- _Textausschnitt_
+++

Die “Herde” ist wieder komplett
Und zum Ende des Jahres ist dieses “Wir” nochmal ein bisschen größer geworden. Denn nachdem ich mich lange und intensiv mit meiner Trauer um Johnny auseinandergesetzt hatte, war ich bereit, wieder jemanden in mein Herz zu lassen. Mein Mann sprach schon seit Monaten davon, wollte mir aber Zeit lassen, soviel ich brauchte. Im November war es dann so weit, wir fuhren ins Marburger Tierheim.
Dort lernten wir Jolly und Jingle kennen, ein orangener Tigerkater und seine winzige, graugetigerte Lady. Die beiden wurden von ihrer Vorbesitzerin einfach zurückgelassen und nach zwei Wochen durch Hausmeister und das Tierheim sichergestellt. Anfangs hatte ich Bedenken, ob ein orangener Kater nicht zu viel des Guten wäre, aber Buster (so heißt Jolly jetzt) hat sich nicht in mein Herz geschlichen, er hat es innerhalb von Minuten einfach plattgewalzt.

+++

(Gespeicherte Einträge)
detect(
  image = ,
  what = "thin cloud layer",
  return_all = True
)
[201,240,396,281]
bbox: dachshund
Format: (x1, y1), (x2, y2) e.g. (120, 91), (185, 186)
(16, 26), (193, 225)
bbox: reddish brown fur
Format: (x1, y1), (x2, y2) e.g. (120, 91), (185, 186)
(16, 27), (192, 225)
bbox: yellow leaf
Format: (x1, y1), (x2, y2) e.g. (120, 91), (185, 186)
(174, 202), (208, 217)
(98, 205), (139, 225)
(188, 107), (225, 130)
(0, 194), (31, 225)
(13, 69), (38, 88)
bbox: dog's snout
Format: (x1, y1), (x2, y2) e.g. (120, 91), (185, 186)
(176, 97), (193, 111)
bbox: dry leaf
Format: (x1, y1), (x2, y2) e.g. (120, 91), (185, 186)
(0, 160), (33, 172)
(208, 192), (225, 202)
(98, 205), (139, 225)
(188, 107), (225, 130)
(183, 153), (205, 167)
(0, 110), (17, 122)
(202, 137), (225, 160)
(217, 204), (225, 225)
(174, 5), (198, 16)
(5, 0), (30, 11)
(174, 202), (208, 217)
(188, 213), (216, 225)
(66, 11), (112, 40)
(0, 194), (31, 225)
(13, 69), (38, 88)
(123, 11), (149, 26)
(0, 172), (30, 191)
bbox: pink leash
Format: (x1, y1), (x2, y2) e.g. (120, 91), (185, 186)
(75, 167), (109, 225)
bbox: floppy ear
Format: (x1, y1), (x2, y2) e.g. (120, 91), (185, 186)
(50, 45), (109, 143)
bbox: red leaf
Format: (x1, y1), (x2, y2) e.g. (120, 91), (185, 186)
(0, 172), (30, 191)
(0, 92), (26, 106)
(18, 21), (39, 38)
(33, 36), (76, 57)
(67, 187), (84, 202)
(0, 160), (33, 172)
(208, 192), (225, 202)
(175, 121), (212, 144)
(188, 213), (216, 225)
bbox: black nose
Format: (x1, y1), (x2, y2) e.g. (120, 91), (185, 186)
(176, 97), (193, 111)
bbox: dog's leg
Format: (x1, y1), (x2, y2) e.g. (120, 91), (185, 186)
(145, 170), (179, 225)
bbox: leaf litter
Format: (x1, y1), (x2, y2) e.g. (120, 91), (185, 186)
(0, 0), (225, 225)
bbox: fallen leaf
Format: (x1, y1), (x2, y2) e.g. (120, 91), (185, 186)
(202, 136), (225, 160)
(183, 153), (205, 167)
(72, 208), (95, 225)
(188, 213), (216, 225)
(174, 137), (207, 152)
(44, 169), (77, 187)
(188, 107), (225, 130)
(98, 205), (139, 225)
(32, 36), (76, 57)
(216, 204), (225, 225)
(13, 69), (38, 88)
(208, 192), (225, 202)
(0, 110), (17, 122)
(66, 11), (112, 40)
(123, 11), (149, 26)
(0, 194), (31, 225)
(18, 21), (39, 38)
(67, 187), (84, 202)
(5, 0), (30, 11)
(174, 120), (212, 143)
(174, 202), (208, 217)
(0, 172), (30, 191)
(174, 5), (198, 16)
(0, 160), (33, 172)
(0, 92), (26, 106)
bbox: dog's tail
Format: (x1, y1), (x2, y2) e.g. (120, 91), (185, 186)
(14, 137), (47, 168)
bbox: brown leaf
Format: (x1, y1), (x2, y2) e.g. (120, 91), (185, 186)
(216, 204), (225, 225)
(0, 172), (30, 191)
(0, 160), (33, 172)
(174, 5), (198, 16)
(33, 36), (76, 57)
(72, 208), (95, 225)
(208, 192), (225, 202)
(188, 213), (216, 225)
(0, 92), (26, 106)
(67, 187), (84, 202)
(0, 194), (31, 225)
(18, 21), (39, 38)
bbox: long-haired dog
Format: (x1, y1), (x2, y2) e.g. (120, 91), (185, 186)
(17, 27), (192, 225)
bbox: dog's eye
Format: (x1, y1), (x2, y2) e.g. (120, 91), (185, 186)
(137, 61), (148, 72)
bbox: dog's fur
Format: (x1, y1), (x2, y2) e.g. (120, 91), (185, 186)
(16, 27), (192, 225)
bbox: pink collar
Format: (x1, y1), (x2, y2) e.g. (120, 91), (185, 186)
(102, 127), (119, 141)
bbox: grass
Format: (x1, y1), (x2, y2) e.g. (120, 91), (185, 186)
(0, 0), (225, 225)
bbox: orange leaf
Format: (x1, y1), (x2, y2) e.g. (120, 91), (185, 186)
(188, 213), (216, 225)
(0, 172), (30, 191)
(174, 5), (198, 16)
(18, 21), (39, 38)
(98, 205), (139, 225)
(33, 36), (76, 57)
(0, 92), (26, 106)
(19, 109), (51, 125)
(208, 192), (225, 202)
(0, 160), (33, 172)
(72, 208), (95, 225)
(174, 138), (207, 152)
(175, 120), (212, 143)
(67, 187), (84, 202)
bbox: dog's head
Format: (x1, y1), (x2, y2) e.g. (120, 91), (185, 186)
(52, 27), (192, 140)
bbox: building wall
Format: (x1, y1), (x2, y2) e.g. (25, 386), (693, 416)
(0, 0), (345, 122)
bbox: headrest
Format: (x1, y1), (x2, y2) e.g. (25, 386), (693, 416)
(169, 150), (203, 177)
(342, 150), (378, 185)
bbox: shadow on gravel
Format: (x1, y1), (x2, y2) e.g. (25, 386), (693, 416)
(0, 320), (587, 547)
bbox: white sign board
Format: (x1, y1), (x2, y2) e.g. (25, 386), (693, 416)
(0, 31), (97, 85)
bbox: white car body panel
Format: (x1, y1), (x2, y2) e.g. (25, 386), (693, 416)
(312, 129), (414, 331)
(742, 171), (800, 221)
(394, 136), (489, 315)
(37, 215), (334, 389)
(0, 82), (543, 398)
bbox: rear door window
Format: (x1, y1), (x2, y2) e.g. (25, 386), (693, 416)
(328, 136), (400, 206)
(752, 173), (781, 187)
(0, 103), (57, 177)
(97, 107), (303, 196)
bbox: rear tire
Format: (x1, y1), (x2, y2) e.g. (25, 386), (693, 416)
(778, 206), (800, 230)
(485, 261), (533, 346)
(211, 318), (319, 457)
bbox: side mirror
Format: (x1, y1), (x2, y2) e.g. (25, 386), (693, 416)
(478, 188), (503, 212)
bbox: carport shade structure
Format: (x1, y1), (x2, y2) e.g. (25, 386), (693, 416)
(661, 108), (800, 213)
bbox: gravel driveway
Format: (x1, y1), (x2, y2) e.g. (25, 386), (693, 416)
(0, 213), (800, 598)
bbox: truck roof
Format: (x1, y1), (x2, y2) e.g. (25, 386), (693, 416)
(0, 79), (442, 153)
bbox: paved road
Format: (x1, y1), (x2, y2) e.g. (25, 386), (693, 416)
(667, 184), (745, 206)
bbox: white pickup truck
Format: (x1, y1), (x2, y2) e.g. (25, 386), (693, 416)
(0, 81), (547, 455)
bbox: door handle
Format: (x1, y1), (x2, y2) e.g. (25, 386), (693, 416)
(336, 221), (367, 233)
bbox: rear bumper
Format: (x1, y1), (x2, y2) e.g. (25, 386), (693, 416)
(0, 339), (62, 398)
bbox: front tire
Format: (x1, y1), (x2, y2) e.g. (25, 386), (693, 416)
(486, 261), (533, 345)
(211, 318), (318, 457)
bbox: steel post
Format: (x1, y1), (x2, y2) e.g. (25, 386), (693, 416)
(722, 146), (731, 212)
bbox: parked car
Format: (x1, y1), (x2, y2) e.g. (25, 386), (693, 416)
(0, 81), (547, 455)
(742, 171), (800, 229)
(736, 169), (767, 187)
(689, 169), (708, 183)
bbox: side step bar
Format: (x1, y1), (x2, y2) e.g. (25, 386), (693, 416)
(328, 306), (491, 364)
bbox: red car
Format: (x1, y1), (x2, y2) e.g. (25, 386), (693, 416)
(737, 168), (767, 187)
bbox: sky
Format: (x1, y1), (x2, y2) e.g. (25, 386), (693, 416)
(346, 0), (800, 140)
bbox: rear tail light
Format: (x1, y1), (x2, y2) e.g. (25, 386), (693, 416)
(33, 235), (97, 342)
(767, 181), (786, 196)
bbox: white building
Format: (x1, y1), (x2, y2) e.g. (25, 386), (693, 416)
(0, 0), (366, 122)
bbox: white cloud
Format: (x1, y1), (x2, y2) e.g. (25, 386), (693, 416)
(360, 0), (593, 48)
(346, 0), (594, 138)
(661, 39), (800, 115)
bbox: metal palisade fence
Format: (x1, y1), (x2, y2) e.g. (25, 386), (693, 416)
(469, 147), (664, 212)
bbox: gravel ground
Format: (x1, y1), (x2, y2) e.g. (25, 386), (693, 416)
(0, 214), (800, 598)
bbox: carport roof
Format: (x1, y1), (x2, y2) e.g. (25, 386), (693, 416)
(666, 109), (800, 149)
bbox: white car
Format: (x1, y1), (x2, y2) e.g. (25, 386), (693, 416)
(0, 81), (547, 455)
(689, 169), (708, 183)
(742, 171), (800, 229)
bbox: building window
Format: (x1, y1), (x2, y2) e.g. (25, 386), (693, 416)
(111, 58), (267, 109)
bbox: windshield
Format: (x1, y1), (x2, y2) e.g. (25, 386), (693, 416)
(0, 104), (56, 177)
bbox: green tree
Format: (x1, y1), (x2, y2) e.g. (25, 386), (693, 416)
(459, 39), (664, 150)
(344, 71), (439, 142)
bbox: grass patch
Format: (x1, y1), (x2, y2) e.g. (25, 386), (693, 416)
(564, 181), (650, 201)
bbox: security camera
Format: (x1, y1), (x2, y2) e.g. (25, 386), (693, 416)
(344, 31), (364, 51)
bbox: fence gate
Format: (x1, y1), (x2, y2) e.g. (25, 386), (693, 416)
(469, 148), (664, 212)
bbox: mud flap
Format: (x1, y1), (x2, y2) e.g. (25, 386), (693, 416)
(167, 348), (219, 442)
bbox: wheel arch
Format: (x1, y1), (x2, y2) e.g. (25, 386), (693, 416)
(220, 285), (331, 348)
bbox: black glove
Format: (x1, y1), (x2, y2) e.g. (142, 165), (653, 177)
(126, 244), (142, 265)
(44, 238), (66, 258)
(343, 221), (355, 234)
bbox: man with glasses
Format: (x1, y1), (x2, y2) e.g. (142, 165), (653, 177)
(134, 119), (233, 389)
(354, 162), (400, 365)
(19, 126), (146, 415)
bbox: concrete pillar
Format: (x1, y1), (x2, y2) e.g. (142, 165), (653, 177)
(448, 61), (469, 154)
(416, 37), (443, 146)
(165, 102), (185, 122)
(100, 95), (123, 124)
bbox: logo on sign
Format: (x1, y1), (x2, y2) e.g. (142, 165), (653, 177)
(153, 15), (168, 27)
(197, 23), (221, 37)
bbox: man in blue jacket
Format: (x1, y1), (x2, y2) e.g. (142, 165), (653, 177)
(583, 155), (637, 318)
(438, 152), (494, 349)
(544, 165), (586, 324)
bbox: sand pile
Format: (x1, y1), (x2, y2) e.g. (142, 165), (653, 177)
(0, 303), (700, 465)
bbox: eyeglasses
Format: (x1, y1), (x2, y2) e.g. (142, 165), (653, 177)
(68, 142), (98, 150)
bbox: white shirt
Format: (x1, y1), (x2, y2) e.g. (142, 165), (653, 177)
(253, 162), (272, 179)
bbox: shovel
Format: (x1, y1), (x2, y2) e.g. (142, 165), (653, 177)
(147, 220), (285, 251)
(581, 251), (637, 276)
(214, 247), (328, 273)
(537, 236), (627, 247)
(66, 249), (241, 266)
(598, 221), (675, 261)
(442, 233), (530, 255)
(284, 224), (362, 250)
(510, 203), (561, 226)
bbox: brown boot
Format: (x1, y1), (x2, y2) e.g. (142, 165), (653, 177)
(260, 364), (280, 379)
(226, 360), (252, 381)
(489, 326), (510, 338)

+++

Beantworte die folgenden Fragen zum Textausschnitt:
1. In welchem Monat ging es ins Marburger Tierheim?
2. Von wem wurden Jolly und Jingle sichergestellt?
3. Welchen Namen trägt Jolly jetzt?

- _Lösung_
1. Im November.
2. Von Hausmeister und dem Tierheim.
3. Buster.